ISTRUZIONI.
A. Traduci in inglese questa frase del testo sulle miniere d'oro nell'Ottocento: «Nel marzo 1863 nasceva così The Vallanzasca Gold Mining Company Ltd con 50.000 sterline di capitale, che prese in affitto dalla Società Anonima delle Miniere dei Cani la miniera omonima sopra San Carlo e gli impianti di Battiggio, per 25 anni a 1500 sterline.»
B. Rispondi in breve a queste domande sul testo sulle miniere d'oro nell'Ottocento:
(i) In che anno Cavour volle la liberalizzazione del mercato sabaudo?
(ii) Per quale somma fu ceduta la miniera dell'Alfenza alla Victor Emanuel Limited?
(iii) Come si chiamavano le cinque miniere principali di Pestarena acquisite nel 1865?
C. Aggiorna un passo del testo sulle miniere d'oro nell'Ottocento: riscrivilo da "Dopo alcuni tentativi" fino a "periodo di splendore." compreso, sostituendo "Pestarena" con "Macugnaga".

L’Ottocento

Dopo alcuni tentativi di coltivazione nella prima metà dell’Ottocento effettuati con capitali peraltro abbastanza limitati da impresari locali (Giovanni Battista Fantonetti, i fratelli Albasini e la società Spezia, Moro e Bessero), le miniere della valle Anzasca e in particolare quelle di Pestarena entrarono in un nuovo periodo di splendore.

Attorno alla metà dell’Ottocento il capitale britannico inseguiva infatti promettenti iniziative minerarie fuori dall’Inghilterra e pur se gli investimenti maggiori si riversarono in gran parte verso i possedimenti coloniali dell’impero o il Sudamerica, una parte di essi venne dirottata sul continente europeo e sulle regioni alpine.

La liberalizzazione del mercato sabaudo voluta da Cavour nel 1856 aveva favorito l’afflusso nel Regno di Sardegna di tecnici minerari incaricati di valutare le potenzialità dei maggiori giacimenti, per investirvi capitali messi a disposizione da facoltosi finanziatori di oltre Manica. Si trattava di abili figure a metà tra tecnici e procacciatori d’affari, essi stessi interessati a entrare come azionisti nelle società create per lo sfruttamento minerario.

E’ in questo contesto che l’ingegner Eugene Francfort, reduce da una permanenza di quasi otto anni negli Stati Uniti per attività minerarie, ritornò nel Regno Unito e poi approdò in Piemonte nel 1857. Grazie alle sue conoscenze tecniche e all’abilità nel condurre le pratiche d’acquisto e di concessione, egli divenne il punto di riferimento per diversi gruppi di investitori inglesi intenzionati a concentrare i propri capitali soprattutto sulle miniere del Piemonte nord-orientale, dove l’obbiettivo di maggior interesse era rappresentato proprio dall’oro del Monte Rosa [1].

Nel marzo 1863 nasceva così The Vallanzasca Gold Mining Company Ltd con 50.000 sterline di capitale, che prese in affitto dalla Società Anonima delle Miniere dei Cani la miniera omonima sopra San Carlo e gli impianti di Battiggio, per 25 anni a 1500 sterline.

La prima miniera d’oro a passare in totale proprietà inglese fu però quella dell’Alfenza a Crodo, ceduta l’8 dicembre 1863 alla Victor Emanuel Limited per 20.000 lire; ma nel marzo di quell’anno era già nata per sfruttarla The Antigoria Gold Mining Company Ltd, con 60.000 sterline di capitale.

Il 1 ottobre 1863 il Francfort a nome degli investitori da lui rappresentati acquistava inoltre da Pietro Pirazzi Maffiola per 275.000 lire la miniera Tagliata sul torrente Marmazza, presso Pieve Vergonte formando The Val Toppa Gold Mining Company Ltd.

Il ‘boccone’ più ghiotto era tuttavia costituito dal bacino minerario di Pestarena e infatti al Francfort occorse più tempo per riuscire a portarlo in mano anglosassone. L’acquisizione delle cinque miniere principali denominate Peschiera, Acquavita, Speranza, Pozzone e Morghen avvenne infatti soltanto il 18 ottobre 1865, per l’ingente somma di un milione di lire, ed a cederle fu il gruppo Spezia, Moro e Conterio, a fronte del reale decreto di concessione del 2 dicembre 1852.

Dati grezzi:
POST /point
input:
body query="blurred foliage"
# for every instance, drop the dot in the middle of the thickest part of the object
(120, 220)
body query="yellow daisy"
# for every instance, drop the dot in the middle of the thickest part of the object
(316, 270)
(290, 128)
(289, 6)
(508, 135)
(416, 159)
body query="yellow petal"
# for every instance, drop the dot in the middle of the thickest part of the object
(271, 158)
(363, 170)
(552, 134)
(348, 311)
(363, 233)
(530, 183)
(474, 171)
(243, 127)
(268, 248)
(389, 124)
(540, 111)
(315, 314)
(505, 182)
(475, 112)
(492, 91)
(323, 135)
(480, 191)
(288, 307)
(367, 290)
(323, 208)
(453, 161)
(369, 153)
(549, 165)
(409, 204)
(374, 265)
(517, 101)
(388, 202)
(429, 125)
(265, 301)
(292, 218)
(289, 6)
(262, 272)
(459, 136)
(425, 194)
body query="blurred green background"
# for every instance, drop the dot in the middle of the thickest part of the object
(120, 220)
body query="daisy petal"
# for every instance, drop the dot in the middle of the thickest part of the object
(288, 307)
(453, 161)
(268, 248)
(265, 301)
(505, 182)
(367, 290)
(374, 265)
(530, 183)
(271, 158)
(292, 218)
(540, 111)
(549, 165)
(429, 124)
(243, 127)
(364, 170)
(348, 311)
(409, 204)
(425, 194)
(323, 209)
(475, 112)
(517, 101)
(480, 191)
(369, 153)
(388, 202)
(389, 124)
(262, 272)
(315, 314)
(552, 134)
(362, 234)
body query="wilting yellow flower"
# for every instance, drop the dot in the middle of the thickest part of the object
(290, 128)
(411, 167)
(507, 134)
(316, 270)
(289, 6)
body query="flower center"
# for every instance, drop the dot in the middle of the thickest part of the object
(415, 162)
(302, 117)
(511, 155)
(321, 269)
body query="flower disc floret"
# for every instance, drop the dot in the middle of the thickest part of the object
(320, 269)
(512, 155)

RISULTATI.
A. In March 1863 The Vallanzasca Gold Mining Company Ltd was thus founded with a capital of 50,000 pounds; it leased from the Società Anonima delle Miniere dei Cani the mine of the same name above San Carlo and the Battiggio facilities, for 25 years at 1,500 pounds.

B.
(i) Nel 1856.
(ii) Per 20.000 lire.
(iii) Peschiera, Acquavita, Speranza, Pozzone e Morghen.

C.
Dopo alcuni tentativi di coltivazione nella prima metà dell’Ottocento effettuati con capitali peraltro abbastanza limitati da impresari locali (Giovanni Battista Fantonetti, i fratelli Albasini e la società Spezia, Moro e Bessero), le miniere della valle Anzasca e in particolare quelle di Macugnaga entrarono in un nuovo periodo di splendore.